*Exercise goal*
Can you turn every line of the items below into a numbered list, skipping blank lines and leaving the pictures out?

*Stored records*
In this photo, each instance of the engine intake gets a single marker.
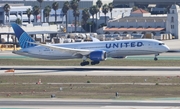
(98, 55)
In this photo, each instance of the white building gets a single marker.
(173, 21)
(142, 22)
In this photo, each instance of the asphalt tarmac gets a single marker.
(95, 71)
(85, 104)
(91, 70)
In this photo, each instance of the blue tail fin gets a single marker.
(22, 36)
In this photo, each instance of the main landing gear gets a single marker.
(87, 62)
(155, 58)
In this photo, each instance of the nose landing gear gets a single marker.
(155, 58)
(84, 61)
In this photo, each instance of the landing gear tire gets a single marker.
(84, 63)
(94, 62)
(155, 58)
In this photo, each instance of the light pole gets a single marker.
(90, 28)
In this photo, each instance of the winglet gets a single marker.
(22, 36)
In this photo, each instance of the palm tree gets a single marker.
(29, 12)
(105, 10)
(46, 12)
(96, 10)
(76, 14)
(74, 6)
(85, 16)
(110, 8)
(65, 9)
(55, 7)
(6, 9)
(40, 2)
(99, 4)
(91, 10)
(18, 21)
(36, 11)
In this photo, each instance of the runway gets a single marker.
(89, 104)
(92, 70)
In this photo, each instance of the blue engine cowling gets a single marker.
(98, 55)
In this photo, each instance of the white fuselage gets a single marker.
(114, 49)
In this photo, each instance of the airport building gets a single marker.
(140, 22)
(82, 3)
(131, 3)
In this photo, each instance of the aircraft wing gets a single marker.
(64, 49)
(173, 51)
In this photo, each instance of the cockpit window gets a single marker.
(161, 43)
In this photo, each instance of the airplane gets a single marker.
(96, 51)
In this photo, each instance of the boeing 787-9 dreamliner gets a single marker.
(96, 51)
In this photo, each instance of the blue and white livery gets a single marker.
(95, 51)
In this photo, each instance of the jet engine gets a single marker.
(98, 56)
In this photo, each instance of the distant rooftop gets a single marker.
(140, 11)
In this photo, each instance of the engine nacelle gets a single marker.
(98, 55)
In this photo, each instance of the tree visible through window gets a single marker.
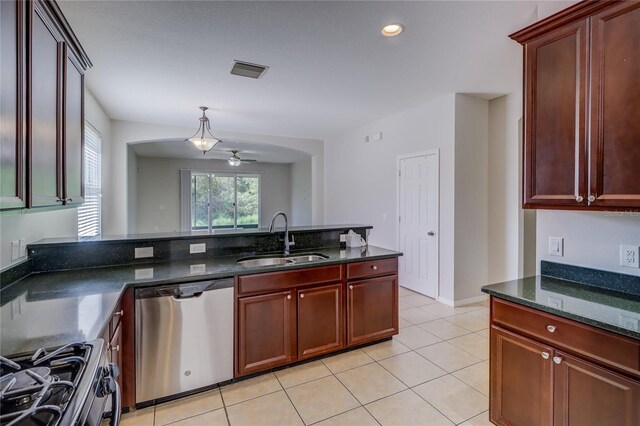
(221, 200)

*Exercise response*
1. In this photo, each instance of the engine intake gets a single marker.
2. (98, 55)
3. In this photo, each instance of the white building gets a single marker.
4. (173, 21)
5. (142, 22)
6. In this photo, each instance of the asphalt tarmac gets a single marker.
7. (95, 71)
8. (85, 104)
9. (91, 70)
10. In this photo, each instance of the blue tail fin gets a single marker.
11. (22, 36)
12. In this photo, each instance of the main landing gear gets a single marker.
13. (87, 62)
14. (155, 58)
15. In this photo, each instance of the nose landing gear gets a single marker.
16. (155, 58)
17. (84, 61)
18. In this photo, each instance of the landing gear tire gets a single marker.
19. (84, 63)
20. (94, 62)
21. (155, 58)
22. In this photo, each instance of the light pole gets a single marker.
23. (90, 28)
24. In this photo, each instance of the winglet gets a single marker.
25. (22, 36)
26. In this photo, each instance of the palm tree gets a single marker.
27. (29, 12)
28. (105, 10)
29. (46, 12)
30. (96, 10)
31. (76, 14)
32. (74, 6)
33. (85, 16)
34. (110, 8)
35. (65, 9)
36. (55, 7)
37. (6, 9)
38. (40, 2)
39. (99, 4)
40. (91, 10)
41. (18, 21)
42. (36, 11)
43. In this photo, each instance of the runway gets a single marker.
44. (89, 104)
45. (92, 70)
46. In this photo, each instance of the blue engine cowling gets a single marker.
47. (98, 55)
48. In this photo, each instance of the white fuselage gets a single marker.
49. (114, 49)
50. In this photo, each instance of the airport building gets a single marker.
51. (140, 22)
52. (82, 3)
53. (131, 3)
54. In this photo, each instance of the aircraft wing gets a single marker.
55. (64, 49)
56. (173, 51)
57. In this photo, each instance of the cockpit window gets a single marker.
58. (161, 43)
59. In this photo, each instance of the airplane gets a single marker.
60. (96, 51)
61. In this photo, each instance of the boeing 787-9 dreamliner gets a single marker.
62. (96, 51)
63. In this photo, each instance of the blue and white livery gets a single marker.
64. (95, 51)
65. In this photo, each instance of the jet engine gets a single marker.
66. (98, 56)
67. In this photo, each instance of the distant rooftop gets a single marker.
68. (140, 11)
69. In this photo, each instance of the engine nacelle gets a single marker.
70. (98, 55)
71. In this photo, each instance of the tree visible through window gets a single marker.
72. (221, 200)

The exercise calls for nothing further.